=== Section Start ===
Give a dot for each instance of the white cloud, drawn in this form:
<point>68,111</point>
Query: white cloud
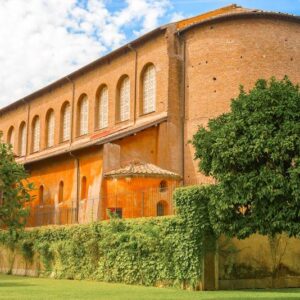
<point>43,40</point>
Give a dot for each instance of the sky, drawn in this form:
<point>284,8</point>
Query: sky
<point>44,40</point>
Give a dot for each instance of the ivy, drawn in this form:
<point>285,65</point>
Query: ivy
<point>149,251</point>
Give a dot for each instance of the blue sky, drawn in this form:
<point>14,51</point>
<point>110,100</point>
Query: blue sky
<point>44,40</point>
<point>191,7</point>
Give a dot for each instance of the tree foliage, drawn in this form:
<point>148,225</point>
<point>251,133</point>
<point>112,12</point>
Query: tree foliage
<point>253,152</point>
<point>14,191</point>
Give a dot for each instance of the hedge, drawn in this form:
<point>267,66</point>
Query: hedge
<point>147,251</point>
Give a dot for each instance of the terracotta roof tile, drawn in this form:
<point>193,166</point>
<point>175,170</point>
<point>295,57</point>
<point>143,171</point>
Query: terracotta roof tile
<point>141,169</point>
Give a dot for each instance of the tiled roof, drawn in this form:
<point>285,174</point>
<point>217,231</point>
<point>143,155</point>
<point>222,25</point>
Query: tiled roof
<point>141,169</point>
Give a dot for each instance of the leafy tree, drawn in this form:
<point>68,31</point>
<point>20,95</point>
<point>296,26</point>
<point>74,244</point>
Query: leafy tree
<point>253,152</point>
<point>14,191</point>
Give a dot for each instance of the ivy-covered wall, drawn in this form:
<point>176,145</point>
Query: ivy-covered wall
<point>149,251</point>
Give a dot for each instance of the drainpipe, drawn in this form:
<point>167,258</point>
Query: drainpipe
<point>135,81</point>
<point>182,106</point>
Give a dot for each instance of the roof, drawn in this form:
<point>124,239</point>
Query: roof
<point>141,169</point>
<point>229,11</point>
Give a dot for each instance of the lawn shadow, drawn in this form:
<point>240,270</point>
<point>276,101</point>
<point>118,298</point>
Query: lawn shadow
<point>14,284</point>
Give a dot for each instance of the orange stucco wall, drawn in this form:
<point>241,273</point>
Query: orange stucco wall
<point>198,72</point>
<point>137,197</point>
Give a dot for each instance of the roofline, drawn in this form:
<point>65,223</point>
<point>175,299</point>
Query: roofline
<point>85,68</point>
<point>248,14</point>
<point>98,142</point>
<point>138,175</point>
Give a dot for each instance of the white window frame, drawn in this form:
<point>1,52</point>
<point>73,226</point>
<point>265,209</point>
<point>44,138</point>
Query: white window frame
=== Section End ===
- **EXERCISE DESCRIPTION**:
From the line containing "Give a dot for each instance of the terracotta" through the last line of the records, output each line exactly and nothing more.

- **SOLVED EXERCISE**:
Give a dot for each instance of the terracotta roof tile, drawn in this form:
<point>193,166</point>
<point>175,170</point>
<point>295,57</point>
<point>143,171</point>
Query: terracotta roof tile
<point>141,169</point>
Give a dot for each instance of the tiled roof, drawn in this form:
<point>285,174</point>
<point>217,231</point>
<point>143,155</point>
<point>222,25</point>
Query: tiled roof
<point>141,169</point>
Give a dot for each instance of the leafy tree, drawn in this form:
<point>68,31</point>
<point>20,95</point>
<point>296,26</point>
<point>74,244</point>
Query: leafy tree
<point>253,152</point>
<point>14,191</point>
Give a dot for each instance of the ivy-covered wall, drawn in this form:
<point>176,145</point>
Query: ivy-covered wall
<point>149,251</point>
Give a dot for each instance of the drainpipe, drawn in this form:
<point>167,258</point>
Query: drainpipe
<point>135,81</point>
<point>182,106</point>
Give a dot for each instance of the roof, drawn in this form:
<point>124,239</point>
Query: roof
<point>141,169</point>
<point>229,11</point>
Give a dot for each instance of the lawn shadow, drawn in this form:
<point>240,270</point>
<point>276,101</point>
<point>118,298</point>
Query: lawn shadow
<point>14,284</point>
Give a dot for each instance of the orange stucco wall, drawn in this form:
<point>241,273</point>
Query: orange stucco wall
<point>198,72</point>
<point>137,197</point>
Give a dot for each instance of the roofline, drawn in this form:
<point>65,223</point>
<point>175,299</point>
Query: roofline
<point>85,68</point>
<point>248,14</point>
<point>98,142</point>
<point>138,175</point>
Give a dot for each instance of the white window frame, drawn in this form:
<point>1,52</point>
<point>73,226</point>
<point>265,209</point>
<point>44,138</point>
Query: white window frame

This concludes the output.